Segment Start: Excerpted passage
The roots of this commitment to independent research—which is what makes Chen a much more interesting and complex designer than one with simply a body of luxury and micro- residential projects in his portfolio—can be traced back to his time researching military imaging technology at the American Academy in Rome in 2004. After stints at Leroy Street Studio and Polshek Partnership (now Ennead), teaching at Cornell and Pratt Institute (he currently teaches comprehensive design and research seminars at the latter), and hatching a reconfigurable micro-apartment design that went viral, Chen was able to launch his own office when he got the town house commission from a family of international real estate developers based in Asia but with deep roots in New York City.
The house, which Chen calls a “machine for entertaining,” was such a vast project that it easily lent itself to sharing the wealth. Its pockets of computational ornamentation and numerous custom furnishings are the results of collaborations with American artists, craftspeople, and furniture designers. Chen also tapped one of his American Academy in Rome colleagues, the artist Sarah Oppenheimer, to develop a custom skylight in the penthouse. For much of the furniture, Chen went to Colony, an independent gallery on Canal Street founded by Jean Lin. The commissions for pieces from KWH, Meg Callahan, Egg Collective, Hiroko Takeda, and Vonnegut Kraft, among others, helped Lin solidify her then-fledgling co-op and pushed some of its designers into new territory.
Bedrooms and private spaces are sandwiched between living and entertaining areas on the top and bottom floors. Two richly wrought staircases—one in fumed white oak, the other a travertine stair, featuring faceted geometry and steel and bronze railings set in moiré patterns—form a continuous visual thread that winds through all six floors.
Segment End: Excerpted passage
Segment Start: Information provided
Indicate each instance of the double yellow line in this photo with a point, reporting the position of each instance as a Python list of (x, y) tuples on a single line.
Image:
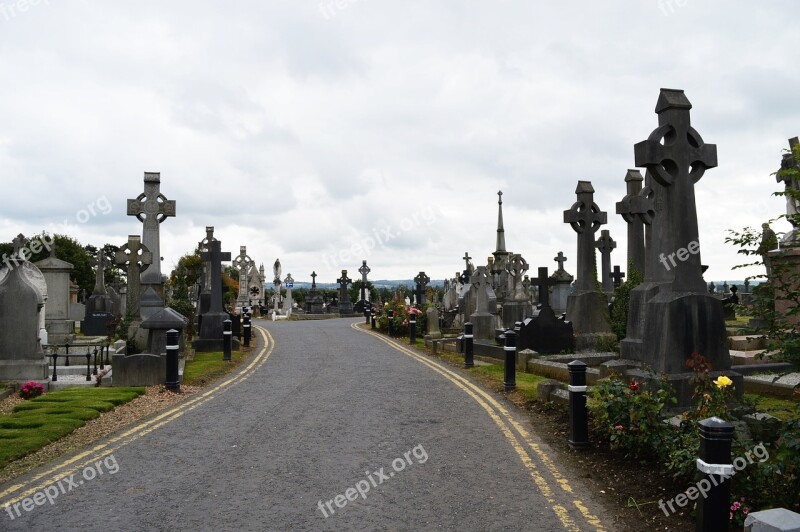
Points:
[(70, 466), (528, 451)]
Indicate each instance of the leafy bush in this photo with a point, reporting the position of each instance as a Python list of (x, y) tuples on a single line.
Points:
[(31, 390), (630, 417)]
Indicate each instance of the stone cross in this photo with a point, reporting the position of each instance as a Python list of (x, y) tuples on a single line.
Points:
[(585, 217), (151, 208), (137, 258), (631, 211), (421, 281), (364, 270), (617, 275), (605, 244), (205, 245), (560, 259), (543, 282), (242, 263), (516, 268), (468, 260), (214, 256), (676, 165), (19, 244), (343, 281), (100, 279)]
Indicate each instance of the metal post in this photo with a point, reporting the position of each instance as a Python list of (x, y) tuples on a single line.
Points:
[(510, 369), (578, 418), (468, 361), (246, 327), (715, 463), (55, 364), (227, 338), (172, 382)]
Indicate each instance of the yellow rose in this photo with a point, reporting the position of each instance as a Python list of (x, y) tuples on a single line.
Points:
[(723, 382)]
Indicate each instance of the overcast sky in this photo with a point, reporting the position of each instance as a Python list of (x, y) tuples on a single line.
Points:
[(311, 130)]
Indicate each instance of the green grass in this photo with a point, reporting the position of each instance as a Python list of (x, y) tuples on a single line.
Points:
[(784, 409), (526, 382), (207, 367), (35, 423)]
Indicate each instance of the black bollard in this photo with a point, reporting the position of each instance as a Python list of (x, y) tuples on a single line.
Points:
[(246, 329), (713, 509), (468, 361), (227, 340), (578, 417), (172, 383), (510, 369)]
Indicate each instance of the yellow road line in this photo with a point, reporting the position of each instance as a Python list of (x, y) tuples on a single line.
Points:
[(503, 418), (80, 460)]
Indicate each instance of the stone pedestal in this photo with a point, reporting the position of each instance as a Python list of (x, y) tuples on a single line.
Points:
[(432, 316), (785, 266), (483, 325), (158, 324), (560, 291), (588, 312), (514, 311), (21, 355), (56, 274)]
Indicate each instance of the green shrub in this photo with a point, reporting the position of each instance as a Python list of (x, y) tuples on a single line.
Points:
[(630, 417)]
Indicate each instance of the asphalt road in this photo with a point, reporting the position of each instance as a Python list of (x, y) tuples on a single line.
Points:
[(328, 428)]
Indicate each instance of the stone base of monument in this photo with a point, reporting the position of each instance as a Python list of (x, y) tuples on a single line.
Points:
[(143, 369), (588, 312), (514, 311), (546, 334), (680, 324), (23, 370), (594, 341), (60, 331), (684, 383), (483, 325), (96, 324), (785, 266)]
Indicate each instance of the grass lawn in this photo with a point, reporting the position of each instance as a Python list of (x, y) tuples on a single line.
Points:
[(35, 423), (207, 367), (784, 409)]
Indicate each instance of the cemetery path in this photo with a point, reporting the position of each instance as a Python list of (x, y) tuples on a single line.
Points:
[(325, 428)]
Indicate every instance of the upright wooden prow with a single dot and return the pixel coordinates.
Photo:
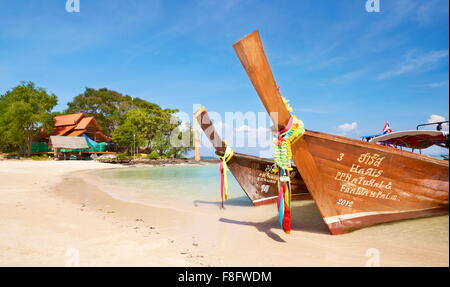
(354, 183)
(251, 54)
(251, 172)
(208, 128)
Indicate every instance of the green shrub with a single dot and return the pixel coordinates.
(153, 155)
(121, 156)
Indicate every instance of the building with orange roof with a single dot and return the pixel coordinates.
(75, 125)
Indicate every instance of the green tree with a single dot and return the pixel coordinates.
(134, 130)
(23, 112)
(108, 107)
(181, 141)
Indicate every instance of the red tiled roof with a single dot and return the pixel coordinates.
(60, 131)
(103, 136)
(76, 133)
(83, 124)
(66, 120)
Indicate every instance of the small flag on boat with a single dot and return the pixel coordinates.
(386, 129)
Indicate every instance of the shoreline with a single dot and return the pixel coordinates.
(47, 208)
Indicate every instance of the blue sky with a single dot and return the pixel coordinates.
(344, 70)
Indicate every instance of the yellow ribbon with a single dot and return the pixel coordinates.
(225, 158)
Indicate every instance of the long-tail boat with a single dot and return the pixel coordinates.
(252, 173)
(353, 183)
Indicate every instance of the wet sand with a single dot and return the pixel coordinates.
(54, 214)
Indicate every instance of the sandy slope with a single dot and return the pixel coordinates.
(49, 217)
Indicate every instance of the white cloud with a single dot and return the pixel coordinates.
(348, 127)
(416, 62)
(436, 118)
(437, 84)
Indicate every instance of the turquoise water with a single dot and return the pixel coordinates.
(198, 185)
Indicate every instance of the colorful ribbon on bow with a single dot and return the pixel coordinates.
(282, 152)
(224, 172)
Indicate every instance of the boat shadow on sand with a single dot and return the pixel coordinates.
(304, 218)
(237, 201)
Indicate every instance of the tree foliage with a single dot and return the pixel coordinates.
(23, 112)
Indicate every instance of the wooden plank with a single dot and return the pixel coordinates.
(354, 183)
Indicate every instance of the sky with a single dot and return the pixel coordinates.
(344, 70)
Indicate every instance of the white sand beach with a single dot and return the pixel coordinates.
(52, 214)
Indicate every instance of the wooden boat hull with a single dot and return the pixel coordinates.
(357, 184)
(252, 173)
(353, 183)
(256, 179)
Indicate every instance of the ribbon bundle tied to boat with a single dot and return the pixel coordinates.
(283, 159)
(224, 172)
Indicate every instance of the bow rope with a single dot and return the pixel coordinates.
(224, 172)
(282, 153)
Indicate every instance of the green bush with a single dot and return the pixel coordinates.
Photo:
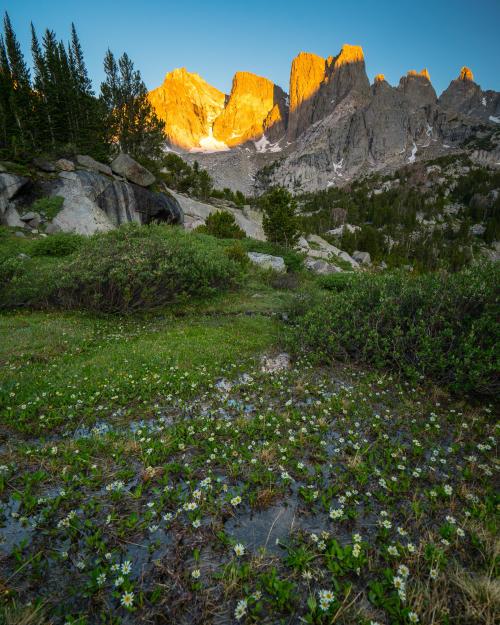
(338, 282)
(59, 244)
(237, 253)
(440, 326)
(222, 225)
(138, 267)
(131, 268)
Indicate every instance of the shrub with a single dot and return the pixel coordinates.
(441, 326)
(237, 253)
(144, 267)
(337, 282)
(59, 244)
(223, 226)
(131, 268)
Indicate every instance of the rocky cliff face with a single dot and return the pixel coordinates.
(466, 97)
(188, 105)
(334, 126)
(255, 105)
(306, 75)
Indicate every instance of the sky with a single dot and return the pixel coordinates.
(215, 39)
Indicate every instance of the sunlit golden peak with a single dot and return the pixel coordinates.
(424, 73)
(349, 54)
(466, 74)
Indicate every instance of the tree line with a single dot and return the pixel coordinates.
(52, 108)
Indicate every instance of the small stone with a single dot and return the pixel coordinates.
(29, 216)
(44, 165)
(65, 165)
(321, 267)
(89, 163)
(274, 364)
(52, 228)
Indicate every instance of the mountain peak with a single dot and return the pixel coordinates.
(466, 74)
(349, 54)
(412, 73)
(255, 103)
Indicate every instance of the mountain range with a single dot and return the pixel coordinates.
(333, 124)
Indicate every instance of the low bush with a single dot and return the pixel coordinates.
(237, 253)
(131, 268)
(59, 244)
(222, 225)
(338, 282)
(440, 326)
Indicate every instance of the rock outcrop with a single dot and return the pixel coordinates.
(124, 165)
(266, 261)
(465, 96)
(195, 214)
(306, 75)
(92, 202)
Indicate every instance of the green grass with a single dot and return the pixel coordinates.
(60, 367)
(127, 472)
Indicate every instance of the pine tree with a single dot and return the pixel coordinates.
(133, 125)
(20, 134)
(280, 222)
(7, 121)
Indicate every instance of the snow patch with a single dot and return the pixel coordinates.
(413, 155)
(210, 144)
(264, 145)
(337, 167)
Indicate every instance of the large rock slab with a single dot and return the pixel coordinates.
(124, 165)
(321, 267)
(89, 163)
(266, 261)
(64, 164)
(196, 213)
(93, 203)
(326, 250)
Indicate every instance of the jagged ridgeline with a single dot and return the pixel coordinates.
(333, 126)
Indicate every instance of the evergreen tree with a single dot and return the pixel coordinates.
(20, 97)
(133, 126)
(280, 222)
(7, 121)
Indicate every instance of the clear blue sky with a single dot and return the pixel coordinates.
(215, 38)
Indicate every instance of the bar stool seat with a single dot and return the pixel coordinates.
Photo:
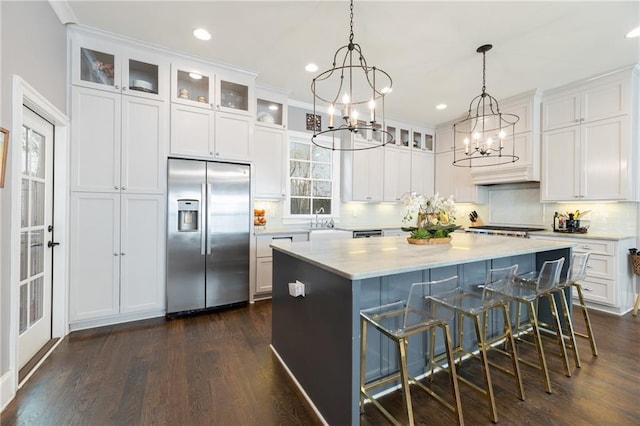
(577, 273)
(527, 290)
(475, 303)
(398, 321)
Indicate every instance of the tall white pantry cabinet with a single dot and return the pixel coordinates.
(120, 122)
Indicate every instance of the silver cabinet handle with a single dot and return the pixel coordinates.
(203, 232)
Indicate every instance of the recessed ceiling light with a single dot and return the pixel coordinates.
(201, 34)
(311, 67)
(634, 33)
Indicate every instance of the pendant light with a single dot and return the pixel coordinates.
(485, 130)
(353, 91)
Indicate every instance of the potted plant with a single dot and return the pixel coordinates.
(435, 219)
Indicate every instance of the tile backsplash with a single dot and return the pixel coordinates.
(511, 204)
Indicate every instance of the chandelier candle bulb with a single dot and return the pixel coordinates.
(349, 84)
(332, 111)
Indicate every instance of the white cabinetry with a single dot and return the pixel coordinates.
(397, 172)
(264, 261)
(422, 172)
(362, 173)
(118, 142)
(526, 137)
(99, 63)
(268, 146)
(116, 255)
(452, 180)
(588, 150)
(212, 112)
(608, 285)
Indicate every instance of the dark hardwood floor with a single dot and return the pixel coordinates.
(217, 369)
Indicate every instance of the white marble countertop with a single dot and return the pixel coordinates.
(374, 257)
(595, 235)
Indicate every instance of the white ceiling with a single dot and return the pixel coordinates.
(428, 47)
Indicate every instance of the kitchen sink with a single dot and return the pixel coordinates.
(329, 234)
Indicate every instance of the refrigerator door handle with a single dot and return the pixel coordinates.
(209, 200)
(203, 232)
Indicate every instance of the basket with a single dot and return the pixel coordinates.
(635, 260)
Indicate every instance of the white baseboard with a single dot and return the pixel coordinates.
(7, 389)
(299, 386)
(118, 319)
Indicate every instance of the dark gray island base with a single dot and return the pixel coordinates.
(317, 337)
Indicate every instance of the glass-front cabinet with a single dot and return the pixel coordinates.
(236, 93)
(192, 85)
(271, 107)
(100, 64)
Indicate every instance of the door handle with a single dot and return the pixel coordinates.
(209, 197)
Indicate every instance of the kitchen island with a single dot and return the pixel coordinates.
(317, 337)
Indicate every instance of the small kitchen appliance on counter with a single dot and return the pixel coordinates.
(510, 231)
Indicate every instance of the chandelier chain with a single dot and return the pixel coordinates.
(484, 71)
(351, 23)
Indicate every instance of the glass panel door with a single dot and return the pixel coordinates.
(35, 218)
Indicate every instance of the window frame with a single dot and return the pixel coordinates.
(288, 217)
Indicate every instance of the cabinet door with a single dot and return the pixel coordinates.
(268, 162)
(422, 173)
(233, 135)
(95, 64)
(445, 180)
(192, 85)
(95, 140)
(397, 174)
(145, 75)
(368, 166)
(264, 277)
(142, 251)
(560, 178)
(143, 145)
(192, 131)
(605, 100)
(94, 253)
(606, 158)
(562, 111)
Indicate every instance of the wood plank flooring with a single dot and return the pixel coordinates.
(217, 369)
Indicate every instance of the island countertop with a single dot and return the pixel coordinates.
(375, 257)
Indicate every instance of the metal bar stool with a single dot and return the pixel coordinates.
(476, 303)
(527, 290)
(577, 273)
(398, 321)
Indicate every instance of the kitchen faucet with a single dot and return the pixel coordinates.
(320, 210)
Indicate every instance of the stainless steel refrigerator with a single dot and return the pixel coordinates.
(207, 234)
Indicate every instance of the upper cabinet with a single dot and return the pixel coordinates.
(268, 146)
(101, 64)
(526, 138)
(588, 139)
(212, 112)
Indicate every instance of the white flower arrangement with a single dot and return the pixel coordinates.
(429, 217)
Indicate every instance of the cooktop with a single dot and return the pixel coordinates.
(507, 228)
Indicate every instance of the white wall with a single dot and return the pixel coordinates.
(33, 46)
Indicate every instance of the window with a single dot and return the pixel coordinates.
(312, 172)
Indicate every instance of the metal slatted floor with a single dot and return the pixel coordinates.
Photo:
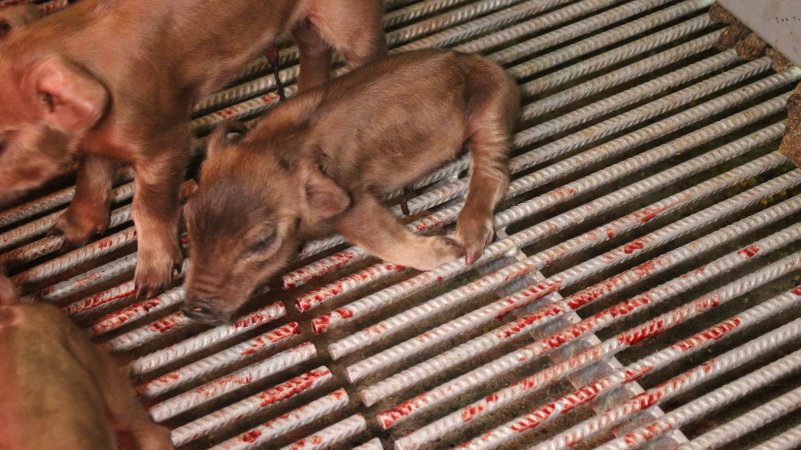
(641, 290)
Segment End: Information provided
◆ Set of tasks ◆
1. Can you retype the town house passage between "The house, which" and "into new territory.", inclusive?
2. What comes next in the town house passage? Continue it from the point where it stops.
None of this data is needed here.

◆ Answers to each task ◆
1.
The house, which Chen calls a “machine for entertaining,” was such a vast project that it easily lent itself to sharing the wealth. Its pockets of computational ornamentation and numerous custom furnishings are the results of collaborations with American artists, craftspeople, and furniture designers. Chen also tapped one of his American Academy in Rome colleagues, the artist Sarah Oppenheimer, to develop a custom skylight in the penthouse. For much of the furniture, Chen went to Colony, an independent gallery on Canal Street founded by Jean Lin. The commissions for pieces from KWH, Meg Callahan, Egg Collective, Hiroko Takeda, and Vonnegut Kraft, among others, helped Lin solidify her then-fledgling co-op and pushed some of its designers into new territory.

2.
Chen made sure to hint at the details to be discovered throughout the house upon entry: The parlor vestibule ceiling is a billowing horizontal sculpture that references the egg and dart moldings of the original town house’s facade. The spacing of the molding determines that of ridges in the ceiling, which were carved using a spherical CNC bit. The folds of the ceiling were designed to house light fixtures and sprinklers, but they also establish a dialogue between the historical context and a contemporary residence. “For us, craft becomes the way that we mediate that transition,” says Chen.
Since the completion of the town house in 2017, Chen has been working on other unconventional residential projects that he lovingly calls “a little weird,” as well as a ground-up rental building in Brooklyn’s Prospect-Lefferts Gardens neighborhood that will have a market on the first floor, part of the city’s Fresh Retail Expansion to Support Health program to prevent food deserts. But the architect is perhaps most excited about two library commissions—one for the architecture department at Pratt that puts his expertise in small multiuse spaces to the test, and a pro bono project for children at a shelter in the Bronx called the Concourse House—that he hopes will be stepping-stones to larger commissions and cultural works. With these new undertakings, Chen continues his support of collaborators who are local, independent designers and artists, just as he did with the town house. As he puts it, “I wanted to pay it forward wherever possible.”